Class: Keystores::Jks::KeyProtector

Inherits:

Object

• Object
• Keystores::Jks::KeyProtector

Defined in:

lib/keystores/jks/key_protector.rb

Constant Summary

SALT_LEN =

20

DIGEST_LEN =

20

KEY_PROTECTOR_OID =

'1.3.6.1.4.1.42.2.17.1.1'

Instance Method Summary

• #initialize(password) ⇒ KeyProtector constructor

  A new instance of KeyProtector.

• #protect(key) ⇒ Object
• #recover(encrypted_private_key_info) ⇒ Object

Constructor Details

#initialize(password) ⇒ KeyProtector

Returns a new instance of KeyProtector.

# File 'lib/keystores/jks/key_protector.rb', line 60

def initialize(password)
  @password = password
  @passwd_bytes = []
  password.unpack('c*').each do |byte|
    @passwd_bytes << (byte >> 8)
    @passwd_bytes << byte
  end
  @message_digest = OpenSSL::Digest::SHA1.new
end

Instance Method Details

#protect(key) ⇒ Object

# File 'lib/keystores/jks/key_protector.rb', line 70

def protect(key)
  if key.nil?
    raise ArgumentError.new("plaintext key can't be null")
  end

  plain_key = key.to_pkcs8_der.unpack('c*')

  # Determine the number of digest rounds
  num_rounds = plain_key.length / DIGEST_LEN
  num_rounds += 1 if (plain_key.length % DIGEST_LEN) != 0

  salt = SecureRandom.random_bytes(SALT_LEN)
  xor_key = Array.new(plain_key.length, 0)

_Given exercise 1_: Update the rows starting at the line containing "Shelf-audit tagging: put a marker on the coat" and ending at the last row, replacing every "coat of arms" with "heraldic crest" and changing nothing else. Reproduce only those lines, leaving out any pictures.
The documentation above and the rows that follow are unrelated to each other.

Records of labeled points:
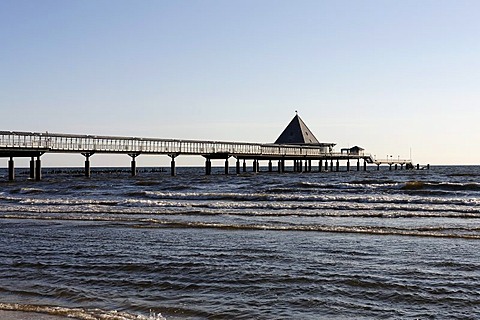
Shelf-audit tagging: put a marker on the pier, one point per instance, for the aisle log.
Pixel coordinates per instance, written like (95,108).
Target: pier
(296,144)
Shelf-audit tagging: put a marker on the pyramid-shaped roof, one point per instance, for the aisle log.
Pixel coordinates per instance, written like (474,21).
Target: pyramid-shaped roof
(297,132)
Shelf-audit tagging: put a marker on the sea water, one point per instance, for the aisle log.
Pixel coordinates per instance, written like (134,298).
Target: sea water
(321,245)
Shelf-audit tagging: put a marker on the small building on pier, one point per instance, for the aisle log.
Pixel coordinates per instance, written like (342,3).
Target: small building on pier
(297,133)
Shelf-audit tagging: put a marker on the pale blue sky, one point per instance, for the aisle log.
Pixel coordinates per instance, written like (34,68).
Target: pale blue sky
(389,76)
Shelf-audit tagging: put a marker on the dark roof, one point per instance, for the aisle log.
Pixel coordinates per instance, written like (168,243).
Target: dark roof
(297,132)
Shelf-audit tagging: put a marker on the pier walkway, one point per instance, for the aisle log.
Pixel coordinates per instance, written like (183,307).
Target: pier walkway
(296,143)
(35,144)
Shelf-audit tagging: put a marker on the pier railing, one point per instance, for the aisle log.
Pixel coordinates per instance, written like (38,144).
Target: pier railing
(68,143)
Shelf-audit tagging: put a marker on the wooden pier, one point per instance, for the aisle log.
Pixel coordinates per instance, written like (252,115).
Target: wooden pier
(292,146)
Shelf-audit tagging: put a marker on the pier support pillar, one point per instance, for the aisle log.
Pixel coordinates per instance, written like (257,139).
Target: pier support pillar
(38,169)
(173,168)
(208,167)
(11,169)
(133,164)
(32,168)
(87,156)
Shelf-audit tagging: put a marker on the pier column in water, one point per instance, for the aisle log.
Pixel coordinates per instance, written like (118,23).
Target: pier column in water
(32,168)
(173,169)
(208,167)
(226,166)
(87,156)
(11,169)
(38,169)
(255,166)
(133,164)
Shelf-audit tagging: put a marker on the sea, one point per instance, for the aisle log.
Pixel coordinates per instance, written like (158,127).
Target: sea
(399,244)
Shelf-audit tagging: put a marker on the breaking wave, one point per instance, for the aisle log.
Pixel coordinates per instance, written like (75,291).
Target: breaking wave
(77,313)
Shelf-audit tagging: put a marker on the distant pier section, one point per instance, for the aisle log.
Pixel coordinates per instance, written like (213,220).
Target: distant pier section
(296,144)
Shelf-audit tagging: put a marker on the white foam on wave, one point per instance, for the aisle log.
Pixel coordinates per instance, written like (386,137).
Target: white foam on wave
(79,313)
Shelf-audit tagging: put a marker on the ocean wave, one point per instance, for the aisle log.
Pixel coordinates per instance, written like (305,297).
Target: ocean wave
(423,231)
(445,186)
(78,313)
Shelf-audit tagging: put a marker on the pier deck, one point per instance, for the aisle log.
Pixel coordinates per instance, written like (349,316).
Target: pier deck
(35,144)
(27,144)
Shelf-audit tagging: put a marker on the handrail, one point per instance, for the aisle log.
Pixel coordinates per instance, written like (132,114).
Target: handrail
(55,142)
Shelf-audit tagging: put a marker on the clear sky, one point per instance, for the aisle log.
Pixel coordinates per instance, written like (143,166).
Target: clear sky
(389,76)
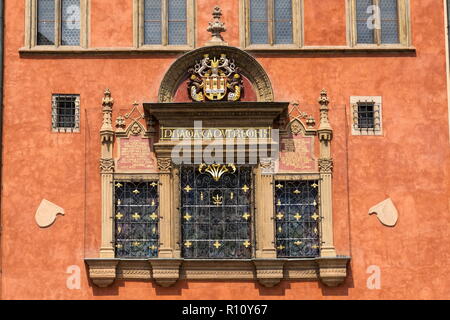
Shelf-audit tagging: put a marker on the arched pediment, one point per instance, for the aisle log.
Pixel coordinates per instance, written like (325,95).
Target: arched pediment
(248,67)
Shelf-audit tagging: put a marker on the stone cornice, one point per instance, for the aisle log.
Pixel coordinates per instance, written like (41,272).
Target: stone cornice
(269,272)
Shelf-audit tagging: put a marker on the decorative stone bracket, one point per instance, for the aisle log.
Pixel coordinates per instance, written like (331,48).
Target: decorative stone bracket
(269,272)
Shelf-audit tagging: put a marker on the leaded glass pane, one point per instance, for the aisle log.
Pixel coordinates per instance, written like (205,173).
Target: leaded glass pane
(297,218)
(46,22)
(177,22)
(136,219)
(152,22)
(389,21)
(259,26)
(283,21)
(70,22)
(365,23)
(216,211)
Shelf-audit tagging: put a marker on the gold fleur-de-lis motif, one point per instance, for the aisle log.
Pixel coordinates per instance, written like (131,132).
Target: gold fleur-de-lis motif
(153,216)
(217,244)
(188,244)
(136,216)
(119,216)
(217,200)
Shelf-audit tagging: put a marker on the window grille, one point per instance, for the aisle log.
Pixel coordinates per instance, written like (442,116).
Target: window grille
(65,113)
(136,219)
(297,218)
(366,116)
(216,211)
(271,22)
(383,29)
(65,22)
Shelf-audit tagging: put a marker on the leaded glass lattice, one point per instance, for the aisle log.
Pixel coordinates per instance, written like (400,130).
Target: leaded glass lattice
(283,21)
(216,214)
(365,25)
(389,21)
(259,24)
(152,22)
(136,219)
(297,218)
(46,22)
(177,31)
(70,22)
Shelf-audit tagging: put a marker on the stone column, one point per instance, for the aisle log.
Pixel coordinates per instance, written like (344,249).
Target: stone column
(165,208)
(264,211)
(106,171)
(325,133)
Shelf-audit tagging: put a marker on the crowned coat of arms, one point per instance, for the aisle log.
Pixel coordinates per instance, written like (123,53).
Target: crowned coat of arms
(215,79)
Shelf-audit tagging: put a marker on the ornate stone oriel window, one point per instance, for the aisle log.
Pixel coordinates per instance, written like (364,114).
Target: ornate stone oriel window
(366,116)
(136,218)
(164,24)
(379,22)
(65,113)
(56,23)
(272,24)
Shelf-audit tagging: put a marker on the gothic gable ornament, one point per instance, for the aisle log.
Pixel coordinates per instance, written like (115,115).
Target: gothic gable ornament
(215,79)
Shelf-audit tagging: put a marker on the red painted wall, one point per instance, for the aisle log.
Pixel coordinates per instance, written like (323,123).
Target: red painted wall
(409,163)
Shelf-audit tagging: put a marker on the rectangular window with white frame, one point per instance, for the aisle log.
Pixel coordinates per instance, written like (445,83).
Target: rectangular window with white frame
(366,113)
(379,22)
(271,24)
(56,23)
(164,24)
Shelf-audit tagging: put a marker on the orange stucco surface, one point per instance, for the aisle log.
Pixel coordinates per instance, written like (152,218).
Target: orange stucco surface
(409,163)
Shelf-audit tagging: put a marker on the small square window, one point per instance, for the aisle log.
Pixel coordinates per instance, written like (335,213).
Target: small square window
(66,113)
(366,116)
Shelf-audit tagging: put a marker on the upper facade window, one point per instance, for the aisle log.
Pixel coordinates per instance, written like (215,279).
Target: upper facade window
(271,24)
(379,22)
(56,23)
(164,23)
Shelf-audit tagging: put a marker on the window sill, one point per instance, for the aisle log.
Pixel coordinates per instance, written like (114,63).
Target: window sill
(332,271)
(112,50)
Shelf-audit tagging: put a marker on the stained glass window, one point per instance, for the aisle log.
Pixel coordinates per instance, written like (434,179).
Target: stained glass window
(377,21)
(271,22)
(136,219)
(216,211)
(46,22)
(297,219)
(70,22)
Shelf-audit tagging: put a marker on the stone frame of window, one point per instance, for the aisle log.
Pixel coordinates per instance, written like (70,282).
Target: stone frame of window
(55,127)
(404,27)
(297,28)
(138,27)
(377,101)
(31,26)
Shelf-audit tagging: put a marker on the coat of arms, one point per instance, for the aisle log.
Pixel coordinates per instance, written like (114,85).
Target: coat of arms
(215,79)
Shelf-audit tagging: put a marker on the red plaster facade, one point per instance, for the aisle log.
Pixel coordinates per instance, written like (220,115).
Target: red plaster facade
(409,162)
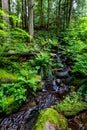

_Given exercise 2_: Write out the part of the KeyProtector documentation starting at "# Determine the" and ending at "xor_key = Array.new(plain_key.length, 0)".

_Final answer 1_:
Shelf-audit tagging: put a marker on the heraldic crest, one point per instance, for the aisle log.
Pixel coordinates per instance, written like (114,85).
Target: heraldic crest
(215,79)
Shelf-audit tagging: put a marker on the red plaster facade, one point per instance, for the aisle log.
Pixel coordinates per instance, written like (220,115).
Target: red plaster facade
(409,162)

_Final answer 2_:
# Determine the number of digest rounds
  num_rounds = plain_key.length / DIGEST_LEN
  num_rounds += 1 if (plain_key.length % DIGEST_LEN) != 0

  salt = SecureRandom.random_bytes(SALT_LEN)
  xor_key = Array.new(plain_key.length, 0)